- EXTRACT
Marking note: reward the insight that “average hides the minority”; full marks need the per-group evaluation point.

Extension 4: Recommendation feedback loop and misinformation (6 marks)

Indicative chain: optimising for watch time → sensational/false content tends to be more engaging → the model surfaces it more → users watch more of it → that behaviour becomes new training signal → the model learns to push it harder (a feedback loop) → misinformation is amplified without anyone intending it. Strong answers name the loop explicitly and note the system amplifies rather than merely reflects.

Marking note: 6 marks need the loop (behaviour feeding back into training), not just “the algorithm shows bad content.”

Extension 5: Face-recognition attendance -- Discuss (8 marks)

Mark on balance + linked conclusion, not position. Indicative content:

For: automatic, fast, removes manual roll-call, hard to spoof, consistent record.

- CHECK YOUR UNDERSTANDING
a) Update the marking scheme, copying everything from "Extension 5: Face-recognition" down to "spoof, consistent record." and replacing "manual roll-call" with "paper register".
b) Answer these questions from the marking scheme:
(i) What insight does the first marking note say to reward?
(ii) How many marks is Extension 4 worth?
(iii) On what is Extension 5 to be marked?
The material that follows has no connection to the marking scheme.

- SOURCE DATA
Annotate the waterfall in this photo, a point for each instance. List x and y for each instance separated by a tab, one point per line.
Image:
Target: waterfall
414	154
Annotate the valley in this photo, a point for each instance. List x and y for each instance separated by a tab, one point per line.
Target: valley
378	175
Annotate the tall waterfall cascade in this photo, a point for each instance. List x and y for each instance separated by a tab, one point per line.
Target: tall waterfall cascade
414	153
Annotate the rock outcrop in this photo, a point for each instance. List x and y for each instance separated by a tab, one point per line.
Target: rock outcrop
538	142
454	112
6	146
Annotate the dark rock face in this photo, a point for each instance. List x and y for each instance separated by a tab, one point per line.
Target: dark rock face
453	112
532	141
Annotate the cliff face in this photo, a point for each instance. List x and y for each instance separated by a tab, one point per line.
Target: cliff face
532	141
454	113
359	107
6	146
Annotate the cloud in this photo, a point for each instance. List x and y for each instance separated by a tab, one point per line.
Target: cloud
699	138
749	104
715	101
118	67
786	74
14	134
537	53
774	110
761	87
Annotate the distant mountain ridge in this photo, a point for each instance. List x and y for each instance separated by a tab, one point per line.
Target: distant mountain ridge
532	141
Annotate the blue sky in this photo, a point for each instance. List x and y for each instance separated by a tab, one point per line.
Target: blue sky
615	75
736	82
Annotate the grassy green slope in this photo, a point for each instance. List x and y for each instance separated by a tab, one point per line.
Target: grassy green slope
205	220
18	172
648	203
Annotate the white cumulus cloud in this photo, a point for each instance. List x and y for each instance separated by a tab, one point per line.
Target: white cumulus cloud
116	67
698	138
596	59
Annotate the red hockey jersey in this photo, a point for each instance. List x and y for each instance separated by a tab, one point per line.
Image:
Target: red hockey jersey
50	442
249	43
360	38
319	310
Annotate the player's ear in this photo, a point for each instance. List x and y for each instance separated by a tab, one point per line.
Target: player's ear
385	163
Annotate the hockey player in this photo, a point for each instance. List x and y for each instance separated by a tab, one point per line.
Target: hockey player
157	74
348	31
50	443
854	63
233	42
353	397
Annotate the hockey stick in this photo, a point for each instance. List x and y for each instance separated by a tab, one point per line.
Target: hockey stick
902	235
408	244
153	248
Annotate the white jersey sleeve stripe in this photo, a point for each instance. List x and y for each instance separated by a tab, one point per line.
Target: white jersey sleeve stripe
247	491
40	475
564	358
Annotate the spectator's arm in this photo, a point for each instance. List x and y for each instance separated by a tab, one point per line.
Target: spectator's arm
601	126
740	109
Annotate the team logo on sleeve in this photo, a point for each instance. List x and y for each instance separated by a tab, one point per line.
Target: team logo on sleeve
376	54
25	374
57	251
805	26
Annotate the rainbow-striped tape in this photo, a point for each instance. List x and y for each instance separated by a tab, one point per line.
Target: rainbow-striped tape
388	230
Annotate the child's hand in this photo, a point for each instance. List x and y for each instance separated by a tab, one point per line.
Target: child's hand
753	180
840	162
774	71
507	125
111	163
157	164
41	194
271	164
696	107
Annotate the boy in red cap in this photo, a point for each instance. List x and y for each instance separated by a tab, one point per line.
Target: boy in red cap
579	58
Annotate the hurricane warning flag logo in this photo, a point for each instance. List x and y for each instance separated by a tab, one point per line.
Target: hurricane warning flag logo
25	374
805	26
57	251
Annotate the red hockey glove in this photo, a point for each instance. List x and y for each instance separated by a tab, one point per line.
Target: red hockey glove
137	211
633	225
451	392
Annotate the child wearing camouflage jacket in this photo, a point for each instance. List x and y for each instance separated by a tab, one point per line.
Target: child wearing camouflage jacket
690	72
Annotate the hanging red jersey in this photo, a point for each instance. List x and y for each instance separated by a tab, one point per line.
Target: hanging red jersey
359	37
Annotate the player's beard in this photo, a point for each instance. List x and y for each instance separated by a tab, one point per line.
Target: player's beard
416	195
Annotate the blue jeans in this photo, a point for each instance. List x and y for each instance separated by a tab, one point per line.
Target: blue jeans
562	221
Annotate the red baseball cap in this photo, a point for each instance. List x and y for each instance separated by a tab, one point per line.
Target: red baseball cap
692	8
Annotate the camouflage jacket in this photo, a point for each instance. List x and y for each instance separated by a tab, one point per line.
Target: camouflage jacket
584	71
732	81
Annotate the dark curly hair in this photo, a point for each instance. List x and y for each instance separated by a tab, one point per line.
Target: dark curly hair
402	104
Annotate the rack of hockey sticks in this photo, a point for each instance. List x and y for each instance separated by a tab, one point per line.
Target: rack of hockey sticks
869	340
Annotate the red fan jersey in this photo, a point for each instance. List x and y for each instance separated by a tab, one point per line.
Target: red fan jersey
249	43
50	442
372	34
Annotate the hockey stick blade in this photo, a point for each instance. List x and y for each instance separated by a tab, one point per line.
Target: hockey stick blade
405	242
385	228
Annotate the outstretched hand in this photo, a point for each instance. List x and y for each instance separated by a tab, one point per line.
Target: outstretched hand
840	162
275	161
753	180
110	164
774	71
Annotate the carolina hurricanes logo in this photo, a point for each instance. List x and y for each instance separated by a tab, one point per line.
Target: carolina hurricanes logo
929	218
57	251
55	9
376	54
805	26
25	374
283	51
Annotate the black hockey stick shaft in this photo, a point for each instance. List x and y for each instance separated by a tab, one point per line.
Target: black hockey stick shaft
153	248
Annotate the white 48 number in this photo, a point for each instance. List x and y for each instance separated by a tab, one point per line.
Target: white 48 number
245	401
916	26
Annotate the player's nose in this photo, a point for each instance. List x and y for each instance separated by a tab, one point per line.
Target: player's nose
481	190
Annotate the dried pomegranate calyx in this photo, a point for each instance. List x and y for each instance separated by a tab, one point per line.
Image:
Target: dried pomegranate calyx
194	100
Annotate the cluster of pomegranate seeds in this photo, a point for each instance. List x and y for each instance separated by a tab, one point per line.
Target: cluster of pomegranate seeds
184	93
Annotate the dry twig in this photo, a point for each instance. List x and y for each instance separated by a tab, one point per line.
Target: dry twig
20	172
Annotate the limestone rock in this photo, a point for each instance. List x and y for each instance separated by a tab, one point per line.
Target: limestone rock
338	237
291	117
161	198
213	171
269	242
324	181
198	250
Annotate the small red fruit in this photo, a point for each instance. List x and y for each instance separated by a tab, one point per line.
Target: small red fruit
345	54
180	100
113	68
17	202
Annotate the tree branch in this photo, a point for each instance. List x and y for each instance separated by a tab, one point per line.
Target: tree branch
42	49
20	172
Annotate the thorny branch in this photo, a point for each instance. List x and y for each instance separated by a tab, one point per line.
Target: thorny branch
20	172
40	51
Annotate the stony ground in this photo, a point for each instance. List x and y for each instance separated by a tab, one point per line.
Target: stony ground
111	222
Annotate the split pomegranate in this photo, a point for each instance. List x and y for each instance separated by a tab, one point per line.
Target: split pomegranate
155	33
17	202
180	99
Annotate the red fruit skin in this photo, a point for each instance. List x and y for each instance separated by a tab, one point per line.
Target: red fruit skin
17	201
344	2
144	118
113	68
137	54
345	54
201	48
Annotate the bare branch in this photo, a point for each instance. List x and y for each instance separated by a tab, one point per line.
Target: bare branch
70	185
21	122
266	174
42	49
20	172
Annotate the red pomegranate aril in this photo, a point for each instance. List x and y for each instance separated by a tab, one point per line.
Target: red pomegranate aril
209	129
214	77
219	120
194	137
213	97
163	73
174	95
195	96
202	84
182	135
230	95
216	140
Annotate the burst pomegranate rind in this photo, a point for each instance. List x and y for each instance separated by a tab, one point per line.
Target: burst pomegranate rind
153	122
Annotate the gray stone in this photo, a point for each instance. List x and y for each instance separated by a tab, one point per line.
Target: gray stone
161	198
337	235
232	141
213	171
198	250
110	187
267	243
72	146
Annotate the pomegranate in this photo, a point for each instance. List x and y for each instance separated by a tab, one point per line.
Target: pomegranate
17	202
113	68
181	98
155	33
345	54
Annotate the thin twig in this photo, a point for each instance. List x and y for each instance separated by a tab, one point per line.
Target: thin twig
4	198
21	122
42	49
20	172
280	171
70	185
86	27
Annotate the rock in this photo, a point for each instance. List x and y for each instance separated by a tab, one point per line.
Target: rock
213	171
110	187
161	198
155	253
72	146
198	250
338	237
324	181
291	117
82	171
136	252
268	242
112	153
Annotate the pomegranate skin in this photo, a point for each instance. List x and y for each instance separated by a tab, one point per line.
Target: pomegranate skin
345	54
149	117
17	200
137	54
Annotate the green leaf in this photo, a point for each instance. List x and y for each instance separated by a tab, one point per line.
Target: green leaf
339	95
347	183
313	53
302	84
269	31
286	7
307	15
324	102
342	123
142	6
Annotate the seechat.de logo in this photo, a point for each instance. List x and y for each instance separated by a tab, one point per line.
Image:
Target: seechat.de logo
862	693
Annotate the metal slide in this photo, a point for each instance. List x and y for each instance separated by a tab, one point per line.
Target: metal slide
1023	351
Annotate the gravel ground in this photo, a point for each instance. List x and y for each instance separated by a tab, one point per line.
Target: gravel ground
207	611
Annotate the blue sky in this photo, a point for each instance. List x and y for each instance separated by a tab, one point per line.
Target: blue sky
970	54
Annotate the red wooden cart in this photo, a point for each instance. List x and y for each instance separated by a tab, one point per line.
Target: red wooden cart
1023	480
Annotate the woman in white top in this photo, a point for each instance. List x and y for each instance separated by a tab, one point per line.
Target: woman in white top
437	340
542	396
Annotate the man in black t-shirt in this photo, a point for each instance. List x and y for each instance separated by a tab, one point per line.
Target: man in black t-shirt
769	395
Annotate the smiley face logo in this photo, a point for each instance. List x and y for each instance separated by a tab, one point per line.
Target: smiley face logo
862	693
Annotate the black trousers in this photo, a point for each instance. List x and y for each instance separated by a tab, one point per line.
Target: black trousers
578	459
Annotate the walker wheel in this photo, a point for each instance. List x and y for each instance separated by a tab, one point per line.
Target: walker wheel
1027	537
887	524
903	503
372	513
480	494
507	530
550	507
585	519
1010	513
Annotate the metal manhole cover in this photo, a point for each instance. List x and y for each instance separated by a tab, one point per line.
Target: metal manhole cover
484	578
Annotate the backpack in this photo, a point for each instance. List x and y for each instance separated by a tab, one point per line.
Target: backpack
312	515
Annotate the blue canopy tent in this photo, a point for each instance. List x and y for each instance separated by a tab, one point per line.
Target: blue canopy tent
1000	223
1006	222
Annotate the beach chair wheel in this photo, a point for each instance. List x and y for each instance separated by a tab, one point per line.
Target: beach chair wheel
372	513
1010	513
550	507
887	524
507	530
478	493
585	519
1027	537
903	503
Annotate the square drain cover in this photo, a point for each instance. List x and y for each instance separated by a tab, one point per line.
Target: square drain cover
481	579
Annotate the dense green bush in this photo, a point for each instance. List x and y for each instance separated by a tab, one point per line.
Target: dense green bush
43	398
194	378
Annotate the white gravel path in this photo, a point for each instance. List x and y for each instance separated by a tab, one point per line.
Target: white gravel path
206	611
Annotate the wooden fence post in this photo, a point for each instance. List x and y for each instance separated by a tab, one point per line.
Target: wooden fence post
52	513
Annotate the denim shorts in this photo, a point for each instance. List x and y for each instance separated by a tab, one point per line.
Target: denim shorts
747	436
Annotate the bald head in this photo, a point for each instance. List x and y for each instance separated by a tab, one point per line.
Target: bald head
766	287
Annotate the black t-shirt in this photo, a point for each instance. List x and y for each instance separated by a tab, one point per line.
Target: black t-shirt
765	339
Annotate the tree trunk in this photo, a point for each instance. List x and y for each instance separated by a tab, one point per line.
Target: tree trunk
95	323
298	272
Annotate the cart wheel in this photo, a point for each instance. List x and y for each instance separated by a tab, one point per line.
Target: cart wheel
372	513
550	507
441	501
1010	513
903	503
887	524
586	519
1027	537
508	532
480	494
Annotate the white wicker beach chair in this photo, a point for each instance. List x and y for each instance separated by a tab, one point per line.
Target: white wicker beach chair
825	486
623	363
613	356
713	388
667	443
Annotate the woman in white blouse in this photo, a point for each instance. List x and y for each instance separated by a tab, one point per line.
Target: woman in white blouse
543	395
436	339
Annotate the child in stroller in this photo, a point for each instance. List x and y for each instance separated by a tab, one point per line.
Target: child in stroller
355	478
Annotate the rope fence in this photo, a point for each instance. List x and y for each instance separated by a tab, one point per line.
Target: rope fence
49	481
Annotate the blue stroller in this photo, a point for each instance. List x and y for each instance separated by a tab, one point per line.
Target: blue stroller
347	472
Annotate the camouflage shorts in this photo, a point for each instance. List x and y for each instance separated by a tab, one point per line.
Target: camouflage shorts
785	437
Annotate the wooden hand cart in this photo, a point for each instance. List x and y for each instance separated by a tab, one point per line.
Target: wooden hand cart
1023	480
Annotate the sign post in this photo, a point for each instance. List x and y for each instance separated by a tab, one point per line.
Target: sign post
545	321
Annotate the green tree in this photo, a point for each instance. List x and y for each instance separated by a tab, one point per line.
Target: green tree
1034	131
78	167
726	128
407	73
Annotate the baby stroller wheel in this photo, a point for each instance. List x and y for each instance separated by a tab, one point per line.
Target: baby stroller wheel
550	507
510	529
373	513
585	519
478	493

- ANSWERS BY ITEM NUMBER
a)
Extension 5: Face-recognition attendance -- Discuss (8 marks)

Mark on balance + linked conclusion, not position. Indicative content:

For: automatic, fast, removes paper register, hard to spoof, consistent record.

b)
(i) The insight that "average hides the minority."
(ii) 6 marks.
(iii) On balance and a linked conclusion, not on position.